**REQUIREMENT**.
Each line from the one containing "Can you find the snow bank" through the last line of the data below should be printed exactly, please, with any pictures omitted.

**Dataset entries**.
=== Section Start ===

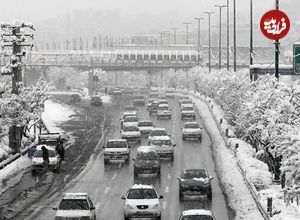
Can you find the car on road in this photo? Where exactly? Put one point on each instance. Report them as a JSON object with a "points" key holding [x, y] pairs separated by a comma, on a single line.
{"points": [[163, 146], [139, 100], [146, 161], [145, 127], [195, 182], [142, 201], [163, 112], [197, 214], [75, 206], [160, 132], [37, 162], [116, 149], [153, 108], [131, 133], [191, 130], [188, 112], [131, 120], [74, 98], [96, 100]]}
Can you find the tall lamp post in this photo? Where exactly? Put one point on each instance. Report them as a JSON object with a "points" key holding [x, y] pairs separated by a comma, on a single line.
{"points": [[187, 31], [209, 51], [220, 33], [199, 19]]}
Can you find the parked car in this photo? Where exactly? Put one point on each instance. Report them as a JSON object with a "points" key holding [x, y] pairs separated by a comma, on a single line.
{"points": [[195, 182], [142, 201], [116, 149], [163, 146], [131, 133], [197, 214], [74, 98], [163, 112], [145, 127], [188, 112], [191, 130], [75, 206], [96, 100], [146, 161], [37, 162]]}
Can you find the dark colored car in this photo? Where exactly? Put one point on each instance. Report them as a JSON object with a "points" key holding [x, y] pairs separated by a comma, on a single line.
{"points": [[194, 182], [139, 100], [96, 100], [75, 98], [146, 161]]}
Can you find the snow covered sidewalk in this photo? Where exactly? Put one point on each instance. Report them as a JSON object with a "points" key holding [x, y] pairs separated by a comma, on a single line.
{"points": [[239, 196]]}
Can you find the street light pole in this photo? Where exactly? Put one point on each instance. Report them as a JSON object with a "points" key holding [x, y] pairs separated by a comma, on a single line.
{"points": [[277, 48], [174, 32], [209, 52], [199, 19], [220, 33], [187, 32]]}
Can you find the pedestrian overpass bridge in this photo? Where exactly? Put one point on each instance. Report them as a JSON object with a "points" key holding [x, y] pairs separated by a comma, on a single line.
{"points": [[115, 60]]}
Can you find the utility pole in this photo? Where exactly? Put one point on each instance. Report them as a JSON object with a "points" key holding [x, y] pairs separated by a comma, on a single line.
{"points": [[277, 48], [251, 32], [187, 31], [209, 51], [174, 35], [199, 19], [14, 36], [234, 36], [220, 33], [228, 45]]}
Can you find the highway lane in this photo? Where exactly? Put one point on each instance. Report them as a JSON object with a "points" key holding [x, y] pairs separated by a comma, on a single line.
{"points": [[106, 184]]}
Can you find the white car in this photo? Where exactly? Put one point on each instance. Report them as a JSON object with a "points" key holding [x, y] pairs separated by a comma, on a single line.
{"points": [[188, 112], [116, 149], [197, 214], [163, 111], [75, 206], [163, 146], [37, 162], [157, 132], [142, 201], [145, 127], [191, 130], [131, 133]]}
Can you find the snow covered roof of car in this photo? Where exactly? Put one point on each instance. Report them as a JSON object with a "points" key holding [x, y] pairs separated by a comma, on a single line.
{"points": [[196, 212], [75, 195], [142, 186]]}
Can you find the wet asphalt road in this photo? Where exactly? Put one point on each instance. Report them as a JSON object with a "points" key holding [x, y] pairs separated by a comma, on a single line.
{"points": [[107, 183]]}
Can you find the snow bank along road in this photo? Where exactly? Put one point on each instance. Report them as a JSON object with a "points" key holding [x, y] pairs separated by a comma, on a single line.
{"points": [[107, 183]]}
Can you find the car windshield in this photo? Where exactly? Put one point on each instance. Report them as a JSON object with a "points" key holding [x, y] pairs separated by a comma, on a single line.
{"points": [[39, 153], [130, 128], [163, 108], [161, 142], [189, 108], [197, 217], [74, 204], [116, 144], [191, 125], [146, 123], [190, 174], [131, 119], [142, 194], [158, 133], [151, 155]]}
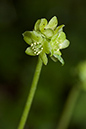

=== Section End ===

**ANSWER FOR THIS EXERCISE**.
Can you find the snow bank along road in this photo? Where exactly? Put one point on each instance. Report them as a JSON object with a "points" key holding [x, y] pairs separated by a comma, on a single line.
{"points": [[107, 183]]}
Can you find the car windshield in this photo? Where exactly? Put one point on each instance. Report them as a JSON object with a "points" key holding [x, y] pairs separated by a comma, on a single line.
{"points": [[39, 153], [130, 128], [163, 108], [161, 142], [189, 108], [197, 217], [74, 204], [116, 144], [191, 125], [146, 123], [190, 174], [131, 119], [142, 194], [158, 133], [151, 155]]}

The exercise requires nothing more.